- **Document section**:
+---+
With the help of InSAR deformation data, high-resolution optical remote sensing data, geological background and other multi-source data combined with ground survey data, this study carried out a comprehensive investigation of the active landslide hazards in the study area following the discrimination principle of deformation, shape and threat. Based on the potential landslide hazards and the typical deformation accumulation area filtered by an isoline threshold, 137 data records of potential and non-potential landslide hazards were recorded, including 83 records of deformation accumulation area and 54 records of non-landslide deformation accumulation area. The multi-source attribute characteristics of 137 deformation accumulation areas were extracted by calculating and extracting landslide influencing factors such as landform, basic geology, hydrological conditions, and NDVI. Training sets (n = 96, 70%) and validation sets (n = 41, 30%) were randomly established. Four machine-learning methods, namely NB, DT, SVM and RF, were trained to identify potential landslide hazards after attribute selection and parameter optimization. Finally, the optimal model of potential landslide hazard identification in the study area, which is indicated by the deformation accumulation area, was obtained through the verification and comparison evaluation. The overall study methodology flow is shown in
Figure 5.
+---+
- **Directives**:
#1 In the landslide methodology passage, how many records of non-landslide deformation accumulation area were recorded?
#2 Rewrite the landslide methodology passage's paragraph beginning "With the help of InSAR deformation data" as a short list that keeps its main facts.
#3 Carry the landslide methodology passage forward from its last sentence.
You won't need the entries for this work.

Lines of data
+---+
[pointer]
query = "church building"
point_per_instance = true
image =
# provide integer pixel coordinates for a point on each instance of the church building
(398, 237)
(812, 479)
+---+
- **Answers to each task**:
#1 54 records.

#2
- The study combined InSAR deformation data, high-resolution optical remote sensing data, geological background and ground survey data to investigate active landslide hazards. It followed the principle of deformation, shape and threat.
- It recorded 137 data records: 83 of deformation accumulation area and 54 of non-landslide deformation accumulation area.
- Attribute characteristics were extracted from influencing factors such as landform, basic geology, hydrological conditions and NDVI.
- The data were randomly split into a training set (n = 96, 70%) and a validation set (n = 41, 30%).
- Four machine-learning methods (NB, DT, SVM and RF) were trained after attribute selection and parameter optimization.
- Verification and comparison identified the optimal model for potential landslide hazard identification.
- The overall methodology flow is shown in Figure 5.

#3
2.3.2. Influencing Factors of Landslide
The occurrence of landslides is often related to geological factors, hydrological conditions, topography, land cover, human activities, and so on. The published literature on landslide sensitivity at global or regional scale identifies a number of factors related to the occurrence of landslides. These factors include elevation, slope, aspect, curvature, geology, structure, land cover, distance from rivers and roads, among others [
1,
26].
In addition to the optical remote sensing image data and InSAR deformation monitoring data, this study identified 17 influencing factors, including topography, geological background, hydrological conditions, remote sensing data, and human activities as input variables to the machine learning algorithms to perform a “data driven” landslide hazard identification rather than an “expert experience-driven” landslide evaluation and analysis, as shown in
Figure 7 and
Table 2.
Table 2 also showed the numerical statistics (Mean, Minimum, Maxi-mum) of landslide area in the study area. The processing of the 17 factors in the dataset was implemented in ArcGIS 10.5.
Then, based on
Section 2.3.1 and
Section 2.3.2, the study calculated the attribute fusion dataset of surface deformation area by a zonal mean statistics method, which can transform the polygon-based surface deformation area into samples.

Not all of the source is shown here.